▸ **Given problem 1**: According to the excise tax excerpt, what may taxpayers who overpaid the Excise Tax do?

▸ **Selection**:
Dividend exception—evidentiary standard
In applying the dividend exception of section 4501(e)(6), the Final Regulations retain the rebuttable presumption rule of the Proposed Regulations, but relax the evidentiary burden by eliminating the shareholder’s actual-reporting and mandatory-certification requirements and allowing rebuttal based on the corporation’s existing information and consistent treatment, with an optional shareholder’s certification safe harbor.
Except as noted below, the Final Regulations apply to (i) repurchases occurring after December 31, 2022 and (ii) issuances and provisions of stock during taxable years ending after December 31, 2022. Certain rules that were not described in prior guidance (including Notice 2023‑2) and specific rules relating to section 4501(d) covered corporations apply only to repurchases, issuances, and provisions occurring after April 12, 2024, with taxpayers being eligible to elect early application of the relevant provisions of the Final Regulations to transactions occurring on or before April 12, 2024 and after December 31, 2022, provided that the taxpayer consistently applies such provisions of the Final Regulations.
As discussed in more detail below, taxpayers who overpaid the Excise Tax may file for a refund. Taxpayers should consider whether prior transactions—such as taxable transactions or reorganizations in which gain (but not loss) was recognized under section 356—that were reported as “repurchases” may be exempt under the Final Regulations and, if so, whether those taxpayers are entitled to a refund.

▸ **Given problem 2**: Reproduce the rows below verbatim, starting with the line that contains "Exercise. Point out each instance of the monkey's foot" and continuing through the final row, inclusive.

▸ **Records shown**:
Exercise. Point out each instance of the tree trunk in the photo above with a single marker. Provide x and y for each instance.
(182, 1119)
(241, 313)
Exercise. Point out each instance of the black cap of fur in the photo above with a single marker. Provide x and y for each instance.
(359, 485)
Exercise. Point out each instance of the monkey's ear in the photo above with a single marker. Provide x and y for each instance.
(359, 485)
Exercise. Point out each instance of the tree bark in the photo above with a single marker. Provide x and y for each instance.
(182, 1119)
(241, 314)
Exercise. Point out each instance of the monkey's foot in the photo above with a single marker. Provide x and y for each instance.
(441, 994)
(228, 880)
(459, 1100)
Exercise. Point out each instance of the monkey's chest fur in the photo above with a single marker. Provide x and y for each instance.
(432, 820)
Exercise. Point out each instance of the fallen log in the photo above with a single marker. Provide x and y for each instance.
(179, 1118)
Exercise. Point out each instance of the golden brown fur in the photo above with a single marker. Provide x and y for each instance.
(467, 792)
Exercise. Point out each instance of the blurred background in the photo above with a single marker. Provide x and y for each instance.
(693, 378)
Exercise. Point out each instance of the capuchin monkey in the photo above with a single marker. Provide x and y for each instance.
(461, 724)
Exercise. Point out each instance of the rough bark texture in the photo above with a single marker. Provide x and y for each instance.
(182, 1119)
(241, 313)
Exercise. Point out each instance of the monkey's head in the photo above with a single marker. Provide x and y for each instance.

▸ **Correct output 1**: They may file for a refund.

▸ **Correct output 2**:
Exercise. Point out each instance of the monkey's foot in the photo above with a single marker. Provide x and y for each instance.
(441, 994)
(228, 880)
(459, 1100)
Exercise. Point out each instance of the monkey's chest fur in the photo above with a single marker. Provide x and y for each instance.
(432, 820)
Exercise. Point out each instance of the fallen log in the photo above with a single marker. Provide x and y for each instance.
(179, 1118)
Exercise. Point out each instance of the golden brown fur in the photo above with a single marker. Provide x and y for each instance.
(467, 792)
Exercise. Point out each instance of the blurred background in the photo above with a single marker. Provide x and y for each instance.
(693, 378)
Exercise. Point out each instance of the capuchin monkey in the photo above with a single marker. Provide x and y for each instance.
(461, 724)
Exercise. Point out each instance of the rough bark texture in the photo above with a single marker. Provide x and y for each instance.
(182, 1119)
(241, 313)
Exercise. Point out each instance of the monkey's head in the photo above with a single marker. Provide x and y for each instance.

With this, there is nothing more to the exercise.